__Document text__.
=====
The ‘Perfect’ Illusion

Vivaan Turakhia
3 min readAug 8, 2021

“Perfection is boring. Getting better is where all the fun is.”

Everyone wants to be perfect or have something perfect. I tend to disagree. Perfection is merely an idea; it’s just motivation to keep going. The moment we call something ‘perfect,’ by definition, means it’s faultless, which puts a damper on what we want to achieve. Perfection can be applied to so many contexts that we might be here forever, but there are a few that we go through every day, and they are probably the ones that affect us most.

One of the most obvious ones is a score or a rank. At least for us students. We’re always pushed to get that perfect score. That 100%. But I don’t think that’s what perfection is. Pushing ourselves further to learn something outside what’s being asked, something that we can really apply is one step beyond ‘perfection.’ In some situations, that one perfect score isn’t satisfactory, which causes us to keep pushing to maintain that. And the moment we falter, we’re critiqued for not being able to live up to expectations.

We often look to find perfection in the time we spend with people around us. But the ‘perfect moments’ are almost never the most memorable ones. For instance, I’ve been close to a bunch of friends for over 13 years now. We’ve spent our childhood together, gone on several trips internationally, met countless times. All of those could be counted as perfect moments, but my favourite came in the most imperfect of situations. If you ask me to choose from the span of 13 years, I’ll pick a moment from just last year, during peak lockdown, when we just sat around and laughed at our miseries. Even with my family, with whom I’ve had 16 years of memories with, I’d say the best time we’ve had wasn’t in any way perfect, but when we sat in my grandfather’s room in silence, as we prayed that he’d beat cancer. That was when we were the tightest as a family, and today, that’s what matters to me. Striving for that perfect bond won’t get us anywhere, it’ll just drive us apart, and the sooner we understand that, the better. Perfect isn’t always perfect.
=====
__Point localization data__.

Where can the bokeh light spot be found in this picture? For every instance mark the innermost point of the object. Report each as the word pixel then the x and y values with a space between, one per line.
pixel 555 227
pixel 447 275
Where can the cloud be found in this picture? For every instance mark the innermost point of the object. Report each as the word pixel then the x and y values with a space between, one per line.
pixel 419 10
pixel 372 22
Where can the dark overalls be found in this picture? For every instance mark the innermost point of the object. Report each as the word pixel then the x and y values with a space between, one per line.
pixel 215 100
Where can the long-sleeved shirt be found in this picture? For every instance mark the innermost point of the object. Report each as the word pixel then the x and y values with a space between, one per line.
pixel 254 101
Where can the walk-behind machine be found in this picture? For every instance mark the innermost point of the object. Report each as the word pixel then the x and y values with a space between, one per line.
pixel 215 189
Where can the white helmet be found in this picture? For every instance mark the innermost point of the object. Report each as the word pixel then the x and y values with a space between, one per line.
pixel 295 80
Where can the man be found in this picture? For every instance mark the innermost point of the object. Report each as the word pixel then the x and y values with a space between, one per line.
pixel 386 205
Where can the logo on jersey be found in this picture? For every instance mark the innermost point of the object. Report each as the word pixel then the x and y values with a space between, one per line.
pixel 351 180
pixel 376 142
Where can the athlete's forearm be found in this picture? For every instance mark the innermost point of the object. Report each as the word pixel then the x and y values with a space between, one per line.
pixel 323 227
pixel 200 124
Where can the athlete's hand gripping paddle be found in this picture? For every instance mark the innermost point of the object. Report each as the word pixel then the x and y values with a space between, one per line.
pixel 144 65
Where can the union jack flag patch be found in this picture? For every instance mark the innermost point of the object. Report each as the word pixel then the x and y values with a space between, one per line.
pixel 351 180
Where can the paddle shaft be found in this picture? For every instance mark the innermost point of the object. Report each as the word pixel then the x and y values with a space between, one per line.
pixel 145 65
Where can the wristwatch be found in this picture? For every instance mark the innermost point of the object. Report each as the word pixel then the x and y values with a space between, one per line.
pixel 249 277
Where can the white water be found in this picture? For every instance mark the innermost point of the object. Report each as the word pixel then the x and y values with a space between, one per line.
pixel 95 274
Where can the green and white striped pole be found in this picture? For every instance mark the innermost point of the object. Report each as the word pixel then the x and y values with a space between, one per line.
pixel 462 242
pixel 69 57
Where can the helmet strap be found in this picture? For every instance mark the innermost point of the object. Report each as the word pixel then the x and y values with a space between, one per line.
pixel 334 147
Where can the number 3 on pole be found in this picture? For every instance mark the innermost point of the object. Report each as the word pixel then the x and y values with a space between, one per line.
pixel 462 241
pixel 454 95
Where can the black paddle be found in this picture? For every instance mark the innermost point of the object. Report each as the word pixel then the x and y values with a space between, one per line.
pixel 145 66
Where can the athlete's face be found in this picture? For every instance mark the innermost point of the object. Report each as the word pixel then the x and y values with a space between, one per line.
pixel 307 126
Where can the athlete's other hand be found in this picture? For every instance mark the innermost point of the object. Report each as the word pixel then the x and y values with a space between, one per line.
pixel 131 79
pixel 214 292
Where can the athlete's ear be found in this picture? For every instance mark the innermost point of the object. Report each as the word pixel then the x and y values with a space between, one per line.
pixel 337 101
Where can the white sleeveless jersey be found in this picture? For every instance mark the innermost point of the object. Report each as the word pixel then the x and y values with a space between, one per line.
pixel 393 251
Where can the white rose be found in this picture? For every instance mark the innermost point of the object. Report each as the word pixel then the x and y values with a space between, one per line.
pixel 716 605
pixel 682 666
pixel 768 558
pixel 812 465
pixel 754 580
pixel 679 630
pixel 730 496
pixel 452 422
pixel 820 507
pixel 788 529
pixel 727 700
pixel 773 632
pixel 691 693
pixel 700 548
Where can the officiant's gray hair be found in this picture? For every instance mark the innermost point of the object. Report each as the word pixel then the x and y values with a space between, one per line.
=====
__Exercises__.
**A)** Rewrite the essay on perfection from "Everyone wants to" to "affect us most.", replacing "motivation" with "encouragement".
**B)** Translate this sentence from the essay on perfection into Spanish: "But the ‘perfect moments’ are almost never the most memorable ones."
**C)** Take the essay on perfection further, picking up after its final sentence.
This listing has no connection to the essay on perfection.

__Task-by-task results__.
**A)**
Everyone wants to be perfect or have something perfect. I tend to disagree. Perfection is merely an idea; it’s just encouragement to keep going. The moment we call something ‘perfect,’ by definition, means it’s faultless, which puts a damper on what we want to achieve. Perfection can be applied to so many contexts that we might be here forever, but there are a few that we go through every day, and they are probably the ones that affect us most.

**B)** Pero los ‘momentos perfectos’ casi nunca son los más memorables.

**C)**
We meet so many people in our lifetime, and we always hope that a few will stick around. So many hope to find their ‘perfect match.’ While it’s a fascinating thing to hope for, I don’t believe one exists. There cannot be any way that people are so compatible that they have no opposing viewpoints, or ideas to do certain things differently. The real experience is having to deal with those setbacks and coming out of them together. Together, my friends and I consist of people who use humour, narcissism, and sometimes hypocrisy as defence mechanisms, but I would never want to replace them with flawless people. It’s these flaws that make us who we are, and if we just gelled all the time, friendship would honestly be boring.

Finally, people always urge us to be the “perfect version of ourselves.” But what is a perfect version of ourselves? I have no idea how one defines it. Everyone is different, and labelling something as ‘perfect’ almost insinuates that there’s only one right being. That’s like saying that there is one perfect fingerprint across the world because, just like fingerprints, everyone’s personality is unique. It’s not possible to be perfect or ‘completely free from faults’ because no matter how hard we try, there will be someone or the other who will disagree with us — which is why we shouldn’t strive for perfection but happiness. Because the moment we’re content with where we stand, we win the game of life.

The key to happiness is letting go of the idea of perfection. I’m not saying that we shouldn’t push ourselves to improve, but we should take out time to enjoy the little moments because those are the ones that count. In pursuit of the ideal of perfection, we miss out on what really matters and end up repenting it after there’s nothing we can do about it.